- **TASK TO CARRY OUT**
Copy out each line of the records below word for word, leaving out the pictures.

═════ LISTING ═════

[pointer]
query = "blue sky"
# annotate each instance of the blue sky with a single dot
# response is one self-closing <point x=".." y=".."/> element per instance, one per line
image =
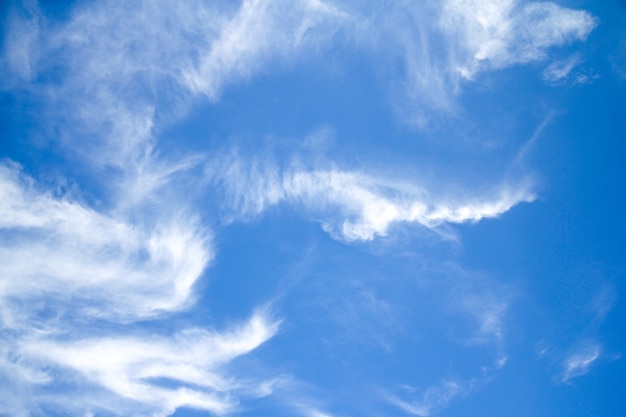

═════

- **PROBLEM SOLUTION**
[pointer]
query = "blue sky"
# annotate each instance of the blue sky with a single dot
# response is one self-closing <point x=".." y=".."/> element per instance, one per line
image =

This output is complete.